Brief. In the text on day trading the EURUSD below, print verbatim the passage from "- Is there followthrough" to "trending direction again.".

Text.
#####

When volatility is low, we need to be very clear about when we will day trade and when we won’t. 2019 has witnessed near historic lows in volatility for the EURUSD. That doesn’t mean the EURUSD can’t be day traded, it just means that we need to clearly define what types of days we will trade.
When Europe opens, it isn’t clear yet what type of day it will be. Trading the European session means waiting for some moves to happen before stepping in…and only if the price action looks suitable for your strategies. If trading in the US session, there is more information to go off of since the movements from the European morning can be analyzed.
Here are a few things I look for to see if day trading the EURUSD is worthwhile:
- Has there already been good trade setups earlier in the session? These are setups that would have produced a profit based on the strategies being used.
- Is there followthrough on price moves? Followthrough is the ability for the market to continue moving in a given direction for at least 3 or 4+ price swings/waves.
- Is the price action relatively clean? Does the price move in the trending direction, pullback, consolidate, and then move in the trending direction again? This is much easier to trade than if the price is making very complex pullbacks (lots of little waves), not consolidating, or has lots of false moves before moving in the trending direction again.

#####

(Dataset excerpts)
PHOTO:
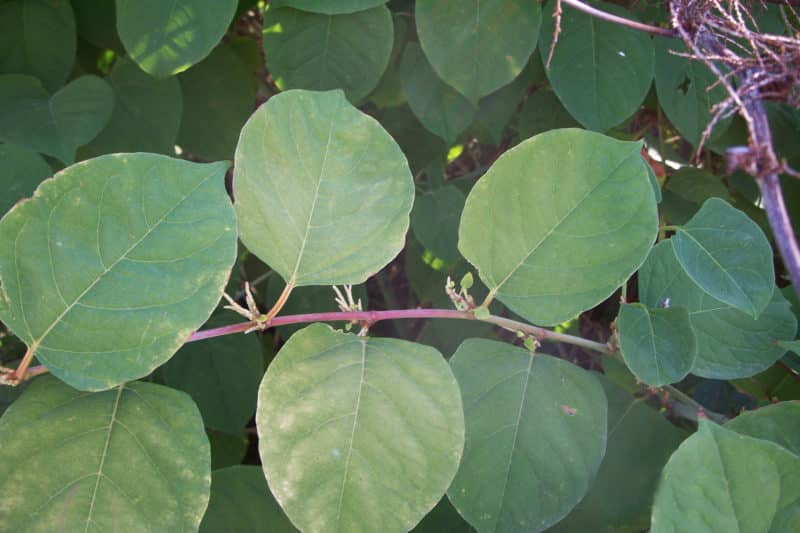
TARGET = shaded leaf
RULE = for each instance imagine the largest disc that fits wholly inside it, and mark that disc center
(323, 193)
(37, 37)
(600, 70)
(323, 52)
(658, 345)
(730, 343)
(125, 459)
(358, 434)
(748, 485)
(477, 47)
(536, 434)
(727, 255)
(54, 125)
(535, 261)
(165, 38)
(104, 289)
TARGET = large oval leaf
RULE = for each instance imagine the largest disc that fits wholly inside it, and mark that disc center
(658, 345)
(322, 52)
(440, 108)
(747, 485)
(323, 193)
(130, 459)
(241, 501)
(147, 113)
(114, 262)
(54, 125)
(730, 343)
(37, 37)
(536, 434)
(559, 223)
(727, 255)
(478, 47)
(600, 70)
(165, 38)
(23, 170)
(358, 434)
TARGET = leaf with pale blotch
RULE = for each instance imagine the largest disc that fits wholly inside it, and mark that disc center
(601, 71)
(730, 343)
(728, 256)
(241, 501)
(536, 434)
(323, 193)
(747, 485)
(658, 345)
(358, 433)
(478, 47)
(322, 52)
(779, 423)
(54, 125)
(165, 38)
(528, 237)
(114, 262)
(37, 37)
(129, 459)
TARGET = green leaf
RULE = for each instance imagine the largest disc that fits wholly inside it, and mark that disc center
(323, 52)
(113, 264)
(132, 458)
(357, 433)
(147, 114)
(54, 125)
(778, 423)
(542, 112)
(23, 170)
(241, 501)
(687, 91)
(730, 343)
(658, 345)
(221, 374)
(728, 256)
(640, 441)
(478, 47)
(218, 97)
(323, 193)
(686, 190)
(747, 485)
(440, 108)
(165, 38)
(547, 252)
(600, 70)
(536, 433)
(37, 37)
(435, 221)
(327, 7)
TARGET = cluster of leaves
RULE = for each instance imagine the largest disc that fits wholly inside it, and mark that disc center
(436, 116)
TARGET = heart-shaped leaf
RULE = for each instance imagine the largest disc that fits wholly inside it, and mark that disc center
(748, 485)
(54, 125)
(462, 42)
(165, 38)
(323, 52)
(600, 70)
(727, 255)
(536, 434)
(658, 345)
(129, 459)
(730, 343)
(323, 193)
(357, 433)
(114, 262)
(551, 252)
(37, 37)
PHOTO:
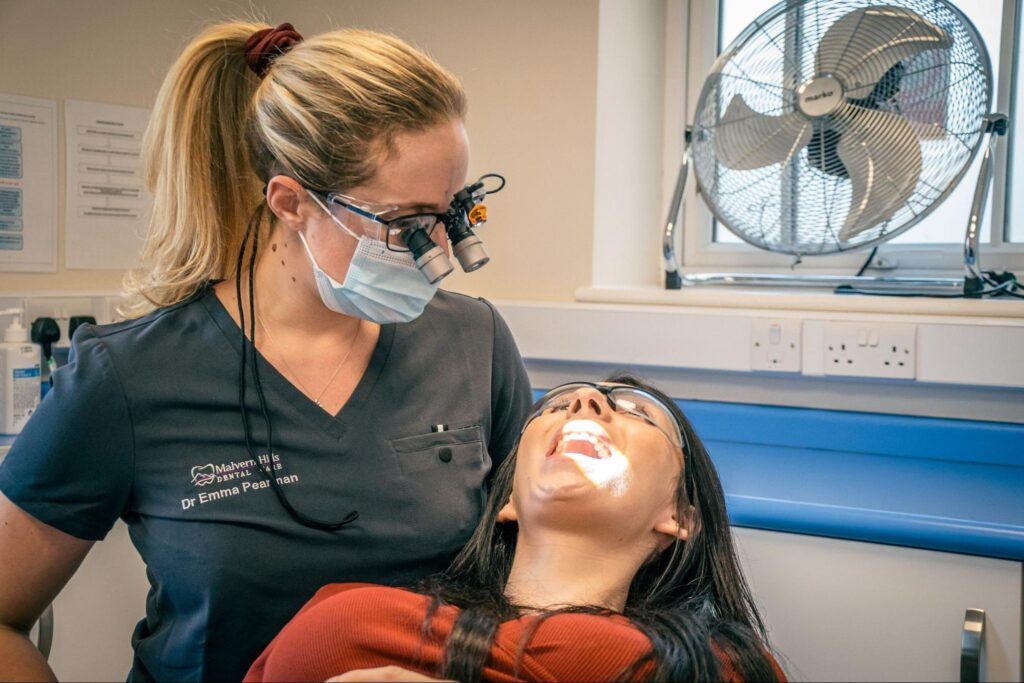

#####

Answer below.
- Is there followthrough on price moves? Followthrough is the ability for the market to continue moving in a given direction for at least 3 or 4+ price swings/waves.
- Is the price action relatively clean? Does the price move in the trending direction, pullback, consolidate, and then move in the trending direction again? This is much easier to trade than if the price is making very complex pullbacks (lots of little waves), not consolidating, or has lots of false moves before moving in the trending direction again.